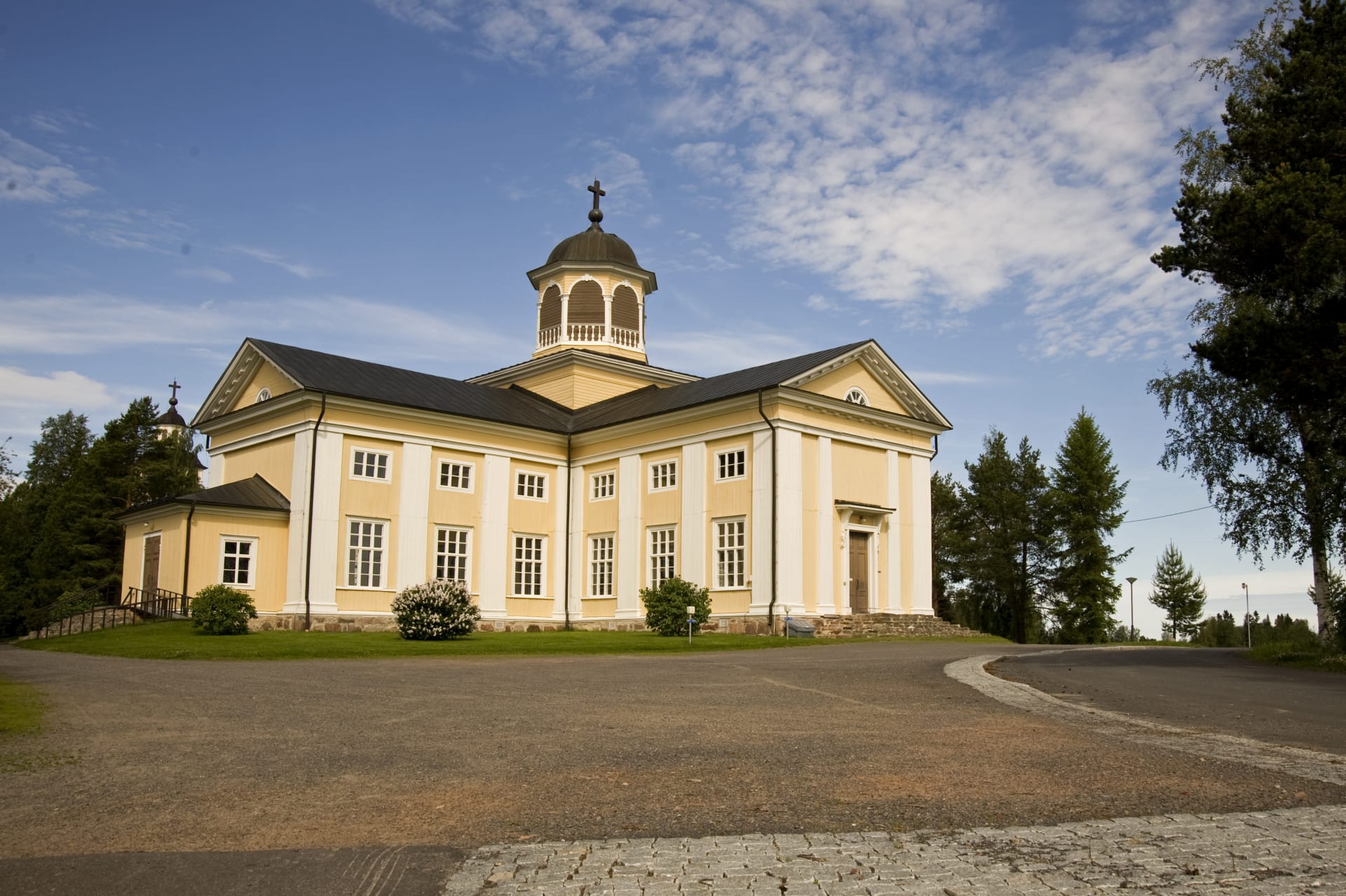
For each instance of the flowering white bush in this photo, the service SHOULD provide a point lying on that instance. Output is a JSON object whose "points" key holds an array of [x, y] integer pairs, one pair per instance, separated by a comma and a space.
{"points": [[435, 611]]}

--

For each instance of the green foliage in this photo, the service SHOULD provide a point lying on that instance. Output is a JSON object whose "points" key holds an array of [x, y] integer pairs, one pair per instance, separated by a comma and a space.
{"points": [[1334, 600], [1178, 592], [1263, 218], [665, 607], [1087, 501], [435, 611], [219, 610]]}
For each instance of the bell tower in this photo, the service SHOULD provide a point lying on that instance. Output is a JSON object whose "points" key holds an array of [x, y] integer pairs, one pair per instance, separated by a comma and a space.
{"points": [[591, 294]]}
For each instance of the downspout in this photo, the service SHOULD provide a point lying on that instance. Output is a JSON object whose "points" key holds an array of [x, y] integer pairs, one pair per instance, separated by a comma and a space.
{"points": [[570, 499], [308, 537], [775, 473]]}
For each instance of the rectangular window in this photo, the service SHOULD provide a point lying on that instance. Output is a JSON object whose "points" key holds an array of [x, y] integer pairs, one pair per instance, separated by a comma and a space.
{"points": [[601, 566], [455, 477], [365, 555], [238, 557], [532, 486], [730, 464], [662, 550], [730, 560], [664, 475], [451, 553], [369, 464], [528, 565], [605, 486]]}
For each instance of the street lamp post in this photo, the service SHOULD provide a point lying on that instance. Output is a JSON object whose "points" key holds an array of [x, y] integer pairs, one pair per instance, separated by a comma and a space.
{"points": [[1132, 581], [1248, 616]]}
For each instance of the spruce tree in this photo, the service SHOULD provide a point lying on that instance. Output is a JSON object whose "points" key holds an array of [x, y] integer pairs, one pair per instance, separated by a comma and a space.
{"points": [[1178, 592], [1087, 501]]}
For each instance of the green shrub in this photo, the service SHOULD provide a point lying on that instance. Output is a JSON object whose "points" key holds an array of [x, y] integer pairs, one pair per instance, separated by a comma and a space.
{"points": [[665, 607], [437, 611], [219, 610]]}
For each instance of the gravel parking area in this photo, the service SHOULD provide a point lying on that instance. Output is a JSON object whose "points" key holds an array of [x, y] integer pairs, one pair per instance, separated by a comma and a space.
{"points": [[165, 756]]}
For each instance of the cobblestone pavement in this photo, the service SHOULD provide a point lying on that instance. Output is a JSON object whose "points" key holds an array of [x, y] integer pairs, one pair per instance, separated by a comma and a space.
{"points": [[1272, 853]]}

--

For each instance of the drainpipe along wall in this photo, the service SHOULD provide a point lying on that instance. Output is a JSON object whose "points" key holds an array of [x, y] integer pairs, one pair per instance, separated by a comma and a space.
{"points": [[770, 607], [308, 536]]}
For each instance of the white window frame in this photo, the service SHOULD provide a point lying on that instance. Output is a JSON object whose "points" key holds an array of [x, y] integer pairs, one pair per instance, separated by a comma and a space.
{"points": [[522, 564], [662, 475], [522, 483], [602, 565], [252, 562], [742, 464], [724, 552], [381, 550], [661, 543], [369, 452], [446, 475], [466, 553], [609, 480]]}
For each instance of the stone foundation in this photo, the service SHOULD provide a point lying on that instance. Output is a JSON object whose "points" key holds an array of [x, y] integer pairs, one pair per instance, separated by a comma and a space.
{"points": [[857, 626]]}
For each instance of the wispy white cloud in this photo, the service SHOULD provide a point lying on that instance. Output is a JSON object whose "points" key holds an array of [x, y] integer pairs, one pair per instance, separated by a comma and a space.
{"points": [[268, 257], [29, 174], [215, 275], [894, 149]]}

--

Count the lines of the material above that contain the word "green" and give only that number.

== Response to this task ==
2